DOCUMENT SEGMENT
------------------------------

The Missing Layer: Authorization After Identity

Okta just published a seven-part series on AI agent security that’s worth your attention. Not because it solves the problem—because it maps the problem precisely.

Their thesis: human-centric IAM fails at machine speed. When agents execute 5,000 operations per minute, consent-based models collapse. Traditional identity infrastructure assumes sessions with a start and end, credentials issued once and managed later. That model breaks when applied to autonomous systems that run continuously for weeks.

Okta’s response is thoughtful: lifecycle-aware authorization, contextual access evaluation, fine-grained permissions. They’re extending identity infrastructure into the agent domain.

But identity infrastructure can only extend so far.

Foundation Capital’s “System of Agents” thesis (Oct 2024) pegs a $4.6T shift from software-as-a-tool to service-as-software—agents owning the data-creation path and executing work. That reinforces why the execution path, not just the identity store, is the control point that needs structural authorization.

Their follow-up on agent reliability quantifies why structural authorization matters alongside model accuracy: 99% per-step accuracy only yields ~37% success over 100 steps; 99.9% yields ~90%. Those extra nines are statistical reliability. The remaining 0.1% failure case still needs to be bounded by capability scope—proof that the request is the authorized continuation of the transaction.

The Three-Layer Problem

Every enterprise deploying AI agents faces what we call the Triple Dilemma:

Challenge 1: Identity — Who is this agent?

Authentication and provenance. This is where Okta, Auth0, Keycard, and SPIFFE operate. Mature solutions exist. Agents can be registered, authenticated, and tracked as non-human identities with their own credentials.

Challenge 2: Orchestration — What should this agent do?

Workflow management and transaction routing. This is where OpenAI’s Agents SDK, LangChain, CrewAI, and similar platforms operate. Also mature. Agents can be composed into multi-agent systems with clear orchestration patterns.

Challenge 3: Capability — What can this agent actually do right now?

------------------------------

Saved data entries
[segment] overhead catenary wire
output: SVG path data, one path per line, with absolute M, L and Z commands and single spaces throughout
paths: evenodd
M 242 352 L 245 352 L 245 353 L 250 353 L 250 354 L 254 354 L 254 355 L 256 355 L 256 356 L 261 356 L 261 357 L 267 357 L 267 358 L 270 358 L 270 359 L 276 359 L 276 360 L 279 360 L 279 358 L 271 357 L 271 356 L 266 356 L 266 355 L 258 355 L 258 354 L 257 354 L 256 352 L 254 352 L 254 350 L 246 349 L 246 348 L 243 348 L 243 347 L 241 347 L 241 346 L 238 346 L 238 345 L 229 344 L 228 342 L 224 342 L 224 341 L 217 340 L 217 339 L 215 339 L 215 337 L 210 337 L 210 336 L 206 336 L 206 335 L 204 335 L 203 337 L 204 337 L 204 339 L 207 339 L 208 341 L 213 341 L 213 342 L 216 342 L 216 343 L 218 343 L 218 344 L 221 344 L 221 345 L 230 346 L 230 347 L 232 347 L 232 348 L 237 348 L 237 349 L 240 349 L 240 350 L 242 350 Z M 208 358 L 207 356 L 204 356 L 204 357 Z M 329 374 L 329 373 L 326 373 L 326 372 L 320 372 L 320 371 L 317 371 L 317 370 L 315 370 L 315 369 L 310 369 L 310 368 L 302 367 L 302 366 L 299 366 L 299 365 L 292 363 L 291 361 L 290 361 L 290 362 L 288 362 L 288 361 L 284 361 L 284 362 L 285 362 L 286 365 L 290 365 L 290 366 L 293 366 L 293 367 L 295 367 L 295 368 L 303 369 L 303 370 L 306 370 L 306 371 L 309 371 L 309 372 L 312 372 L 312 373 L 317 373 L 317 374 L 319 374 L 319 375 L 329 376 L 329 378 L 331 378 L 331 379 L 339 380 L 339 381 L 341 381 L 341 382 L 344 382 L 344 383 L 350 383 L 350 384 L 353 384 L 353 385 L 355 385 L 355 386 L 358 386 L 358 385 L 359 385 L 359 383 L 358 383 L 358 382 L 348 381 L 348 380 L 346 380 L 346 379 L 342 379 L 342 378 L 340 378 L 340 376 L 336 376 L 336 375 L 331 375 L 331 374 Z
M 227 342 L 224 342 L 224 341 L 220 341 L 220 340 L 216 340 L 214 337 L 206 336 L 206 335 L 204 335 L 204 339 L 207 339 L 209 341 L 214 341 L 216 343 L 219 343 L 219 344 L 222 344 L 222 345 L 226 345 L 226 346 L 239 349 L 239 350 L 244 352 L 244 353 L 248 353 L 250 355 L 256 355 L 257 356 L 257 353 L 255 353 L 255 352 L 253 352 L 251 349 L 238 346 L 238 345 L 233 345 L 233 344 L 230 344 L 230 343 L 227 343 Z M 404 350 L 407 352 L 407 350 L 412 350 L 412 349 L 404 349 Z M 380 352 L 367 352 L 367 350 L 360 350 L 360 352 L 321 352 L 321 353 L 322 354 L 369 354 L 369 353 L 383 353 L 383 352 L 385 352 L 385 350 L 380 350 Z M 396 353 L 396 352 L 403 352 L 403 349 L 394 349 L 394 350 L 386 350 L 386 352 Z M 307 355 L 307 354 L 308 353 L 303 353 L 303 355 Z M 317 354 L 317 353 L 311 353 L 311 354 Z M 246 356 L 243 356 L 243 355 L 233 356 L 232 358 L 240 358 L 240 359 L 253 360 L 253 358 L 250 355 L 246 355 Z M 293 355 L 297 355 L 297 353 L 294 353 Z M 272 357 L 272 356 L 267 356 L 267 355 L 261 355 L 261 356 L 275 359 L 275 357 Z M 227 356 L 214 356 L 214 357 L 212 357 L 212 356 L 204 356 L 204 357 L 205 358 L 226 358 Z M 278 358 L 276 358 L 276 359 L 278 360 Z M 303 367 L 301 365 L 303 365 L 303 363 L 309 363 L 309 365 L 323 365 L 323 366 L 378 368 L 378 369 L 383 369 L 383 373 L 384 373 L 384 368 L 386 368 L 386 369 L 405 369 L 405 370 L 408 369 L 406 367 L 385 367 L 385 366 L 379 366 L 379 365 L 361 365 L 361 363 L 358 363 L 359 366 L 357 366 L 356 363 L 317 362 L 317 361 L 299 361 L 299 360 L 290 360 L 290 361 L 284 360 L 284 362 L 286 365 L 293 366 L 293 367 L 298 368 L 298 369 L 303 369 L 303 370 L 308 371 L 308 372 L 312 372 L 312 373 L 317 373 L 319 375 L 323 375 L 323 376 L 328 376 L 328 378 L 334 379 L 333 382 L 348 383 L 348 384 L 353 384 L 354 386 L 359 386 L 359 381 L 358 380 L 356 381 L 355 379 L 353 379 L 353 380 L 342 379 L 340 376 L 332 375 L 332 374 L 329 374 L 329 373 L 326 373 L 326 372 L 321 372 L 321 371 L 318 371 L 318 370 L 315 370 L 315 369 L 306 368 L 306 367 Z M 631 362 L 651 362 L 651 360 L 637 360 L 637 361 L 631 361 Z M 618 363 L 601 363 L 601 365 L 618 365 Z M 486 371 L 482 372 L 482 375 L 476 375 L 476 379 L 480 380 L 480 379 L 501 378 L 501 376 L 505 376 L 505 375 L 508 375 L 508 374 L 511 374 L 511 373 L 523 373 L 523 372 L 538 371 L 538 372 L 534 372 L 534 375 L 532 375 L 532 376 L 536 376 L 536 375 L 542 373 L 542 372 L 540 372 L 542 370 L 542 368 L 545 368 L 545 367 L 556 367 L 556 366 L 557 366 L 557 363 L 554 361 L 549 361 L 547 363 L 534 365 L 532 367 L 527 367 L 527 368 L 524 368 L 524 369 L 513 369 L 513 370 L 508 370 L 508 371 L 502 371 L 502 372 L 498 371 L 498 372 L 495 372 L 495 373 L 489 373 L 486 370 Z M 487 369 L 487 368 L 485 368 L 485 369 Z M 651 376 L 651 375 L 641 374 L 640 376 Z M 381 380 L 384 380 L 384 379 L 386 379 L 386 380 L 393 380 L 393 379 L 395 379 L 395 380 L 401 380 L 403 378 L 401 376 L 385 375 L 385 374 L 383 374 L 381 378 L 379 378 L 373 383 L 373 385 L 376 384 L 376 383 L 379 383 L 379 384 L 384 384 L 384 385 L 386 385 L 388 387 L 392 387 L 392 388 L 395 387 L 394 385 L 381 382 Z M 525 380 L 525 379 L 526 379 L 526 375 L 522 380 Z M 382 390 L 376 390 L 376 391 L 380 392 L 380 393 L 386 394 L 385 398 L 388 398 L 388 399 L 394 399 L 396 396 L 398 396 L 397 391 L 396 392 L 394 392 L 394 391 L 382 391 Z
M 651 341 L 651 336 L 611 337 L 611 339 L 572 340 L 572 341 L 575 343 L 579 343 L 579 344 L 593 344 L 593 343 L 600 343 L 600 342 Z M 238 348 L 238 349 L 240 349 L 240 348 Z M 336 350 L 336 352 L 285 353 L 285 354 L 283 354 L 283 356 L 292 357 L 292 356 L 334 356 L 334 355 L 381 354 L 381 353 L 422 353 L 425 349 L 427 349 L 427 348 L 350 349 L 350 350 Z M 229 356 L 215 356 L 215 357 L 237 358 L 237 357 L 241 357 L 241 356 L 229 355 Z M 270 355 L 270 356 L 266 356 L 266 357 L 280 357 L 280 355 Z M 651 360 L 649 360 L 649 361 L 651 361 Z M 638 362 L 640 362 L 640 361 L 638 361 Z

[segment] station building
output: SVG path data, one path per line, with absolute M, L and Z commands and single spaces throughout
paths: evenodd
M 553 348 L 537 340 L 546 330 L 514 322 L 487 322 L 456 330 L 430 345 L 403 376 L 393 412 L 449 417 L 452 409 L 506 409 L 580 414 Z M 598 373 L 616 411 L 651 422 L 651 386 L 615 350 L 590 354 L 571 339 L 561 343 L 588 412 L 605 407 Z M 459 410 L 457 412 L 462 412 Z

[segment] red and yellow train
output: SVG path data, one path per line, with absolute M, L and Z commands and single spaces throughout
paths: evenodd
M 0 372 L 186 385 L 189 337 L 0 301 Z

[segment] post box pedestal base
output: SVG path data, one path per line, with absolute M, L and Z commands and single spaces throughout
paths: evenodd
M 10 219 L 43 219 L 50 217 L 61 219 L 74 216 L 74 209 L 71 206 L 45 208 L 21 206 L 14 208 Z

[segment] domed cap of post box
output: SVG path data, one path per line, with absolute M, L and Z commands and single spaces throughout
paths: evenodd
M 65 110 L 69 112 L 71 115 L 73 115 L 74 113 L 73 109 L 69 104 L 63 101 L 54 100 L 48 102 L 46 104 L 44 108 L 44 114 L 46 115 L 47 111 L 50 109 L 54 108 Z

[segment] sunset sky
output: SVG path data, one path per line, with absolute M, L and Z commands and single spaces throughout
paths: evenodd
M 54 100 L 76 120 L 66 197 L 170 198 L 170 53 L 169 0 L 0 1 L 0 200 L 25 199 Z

------------------------------

WHAT TO DO
a) Output the passage from the article on AI agent authorization, starting at "Authentication and provenance." and ending at "clear orchestration patterns.".
b) In the article on AI agent authorization, what success rate over 100 steps does 99% per-step accuracy yield?

RESULTS FOR THE EXERCISE
a)
Authentication and provenance. This is where Okta, Auth0, Keycard, and SPIFFE operate. Mature solutions exist. Agents can be registered, authenticated, and tracked as non-human identities with their own credentials.

Challenge 2: Orchestration — What should this agent do?

Workflow management and transaction routing. This is where OpenAI’s Agents SDK, LangChain, CrewAI, and similar platforms operate. Also mature. Agents can be composed into multi-agent systems with clear orchestration patterns.

b) About 37%.